— Begin Excerpt to read —

Visual Hierarchy: Women of Broadway

Maggie Ma
17 min readNov 10, 2020



Project Background

We are to explore visual hierarchy by creating a poster for a local Pittsburgh event. My event is Live from the West Side: Women of Broadway Concert Series presented by the Pittsburgh Cultural Trust.


8.5 x 11-inch paper, vertical orientation, content in text form, flush left, rag right. Neue Haas Grotesk Display Pro (Light 45, Roman 55, Medium 65, Bold 75).

Part I: Stroke Weight

To begin analyzing my event text, I color blocked my first impressions of the most important to least important lines of text. The most important being the title of the event, the names of the performers, and the website to purchase tickets/read more information. The least important were “Pittsburgh… presents” and “Streamed live from…” because they served more as transition lines of text.

For our first exercise, we were to use two stroke weights per composition to create hierarchy. I created 10 compositions playing around with different weight pairings.

— End Excerpt to read —
— Begin Excerpted data —

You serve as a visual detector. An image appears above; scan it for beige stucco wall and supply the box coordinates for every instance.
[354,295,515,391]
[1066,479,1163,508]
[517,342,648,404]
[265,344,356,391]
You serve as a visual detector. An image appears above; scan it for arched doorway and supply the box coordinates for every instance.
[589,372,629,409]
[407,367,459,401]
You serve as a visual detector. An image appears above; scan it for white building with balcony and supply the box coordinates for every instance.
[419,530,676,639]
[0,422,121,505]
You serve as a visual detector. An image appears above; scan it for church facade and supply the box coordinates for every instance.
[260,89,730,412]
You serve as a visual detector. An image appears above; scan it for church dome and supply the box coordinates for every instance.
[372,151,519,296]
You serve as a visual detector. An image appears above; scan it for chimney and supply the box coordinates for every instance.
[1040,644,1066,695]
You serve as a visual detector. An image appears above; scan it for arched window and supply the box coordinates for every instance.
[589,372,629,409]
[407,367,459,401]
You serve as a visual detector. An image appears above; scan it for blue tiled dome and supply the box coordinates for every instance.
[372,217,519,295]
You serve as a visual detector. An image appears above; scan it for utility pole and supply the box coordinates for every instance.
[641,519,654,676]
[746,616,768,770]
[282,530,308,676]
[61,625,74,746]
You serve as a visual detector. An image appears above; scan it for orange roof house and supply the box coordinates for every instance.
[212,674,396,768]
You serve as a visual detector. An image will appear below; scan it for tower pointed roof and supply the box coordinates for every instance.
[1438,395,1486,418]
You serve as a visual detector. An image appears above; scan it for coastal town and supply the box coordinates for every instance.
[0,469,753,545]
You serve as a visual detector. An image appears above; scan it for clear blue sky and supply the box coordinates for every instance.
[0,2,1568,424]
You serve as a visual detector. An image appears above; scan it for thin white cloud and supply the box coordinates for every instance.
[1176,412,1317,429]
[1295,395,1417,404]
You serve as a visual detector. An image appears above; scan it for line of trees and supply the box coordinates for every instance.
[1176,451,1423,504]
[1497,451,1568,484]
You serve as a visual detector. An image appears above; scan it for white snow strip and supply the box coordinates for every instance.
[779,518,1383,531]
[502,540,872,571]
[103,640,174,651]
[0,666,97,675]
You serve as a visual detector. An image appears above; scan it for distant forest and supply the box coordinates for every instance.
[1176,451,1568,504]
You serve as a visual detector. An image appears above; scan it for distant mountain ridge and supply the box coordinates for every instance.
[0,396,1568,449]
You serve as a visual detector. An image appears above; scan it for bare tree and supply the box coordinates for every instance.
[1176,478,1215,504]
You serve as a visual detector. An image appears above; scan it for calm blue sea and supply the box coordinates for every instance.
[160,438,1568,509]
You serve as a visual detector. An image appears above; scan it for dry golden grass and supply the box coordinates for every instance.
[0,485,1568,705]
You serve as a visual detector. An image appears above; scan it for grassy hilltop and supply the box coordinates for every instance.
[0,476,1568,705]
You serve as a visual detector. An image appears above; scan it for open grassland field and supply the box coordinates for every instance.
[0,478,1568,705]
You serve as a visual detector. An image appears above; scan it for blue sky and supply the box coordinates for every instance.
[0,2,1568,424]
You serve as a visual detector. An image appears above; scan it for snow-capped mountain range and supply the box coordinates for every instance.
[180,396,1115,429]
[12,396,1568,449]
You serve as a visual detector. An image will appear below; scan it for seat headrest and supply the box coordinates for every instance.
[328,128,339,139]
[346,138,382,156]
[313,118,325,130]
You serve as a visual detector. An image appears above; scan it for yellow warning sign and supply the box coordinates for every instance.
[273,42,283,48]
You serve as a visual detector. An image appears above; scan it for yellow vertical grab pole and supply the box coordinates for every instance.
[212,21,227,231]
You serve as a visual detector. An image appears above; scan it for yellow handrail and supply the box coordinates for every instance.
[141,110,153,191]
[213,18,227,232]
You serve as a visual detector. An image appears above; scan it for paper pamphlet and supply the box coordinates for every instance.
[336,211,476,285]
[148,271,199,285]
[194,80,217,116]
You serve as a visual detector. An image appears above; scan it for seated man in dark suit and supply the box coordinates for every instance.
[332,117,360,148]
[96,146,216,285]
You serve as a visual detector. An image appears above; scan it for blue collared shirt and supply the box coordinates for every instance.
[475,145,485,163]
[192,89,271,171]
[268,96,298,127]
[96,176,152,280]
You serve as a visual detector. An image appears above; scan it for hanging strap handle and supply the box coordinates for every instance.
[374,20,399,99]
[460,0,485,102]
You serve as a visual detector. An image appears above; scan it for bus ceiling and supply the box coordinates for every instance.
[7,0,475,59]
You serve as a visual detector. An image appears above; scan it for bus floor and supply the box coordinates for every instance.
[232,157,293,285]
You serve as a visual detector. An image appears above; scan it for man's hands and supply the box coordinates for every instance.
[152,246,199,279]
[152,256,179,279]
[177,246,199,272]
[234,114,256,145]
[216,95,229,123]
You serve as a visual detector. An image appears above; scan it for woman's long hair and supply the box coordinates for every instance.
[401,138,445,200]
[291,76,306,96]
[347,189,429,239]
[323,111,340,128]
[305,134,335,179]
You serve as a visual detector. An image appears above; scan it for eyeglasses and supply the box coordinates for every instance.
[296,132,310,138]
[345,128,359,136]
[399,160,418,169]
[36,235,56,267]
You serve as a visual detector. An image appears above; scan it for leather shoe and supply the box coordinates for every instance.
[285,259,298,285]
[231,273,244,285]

— End Excerpted data —

* **Written tasks**:
1: Answer these questions using the visual hierarchy write-up:
(a) Which organization presents the concert series chosen for the poster?
(b) What paper size and orientation does the poster use?
(c) How many compositions were created for the first exercise?
2: Reproduce verbatim the passage of the visual hierarchy write-up from "We are to explore" to "Pittsburgh Cultural Trust.".

* **Results for each task**:
1:
(a) The Pittsburgh Cultural Trust.
(b) 8.5 x 11-inch paper, vertical orientation.
(c) Ten.

2:
We are to explore visual hierarchy by creating a poster for a local Pittsburgh event. My event is Live from the West Side: Women of Broadway Concert Series presented by the Pittsburgh Cultural Trust.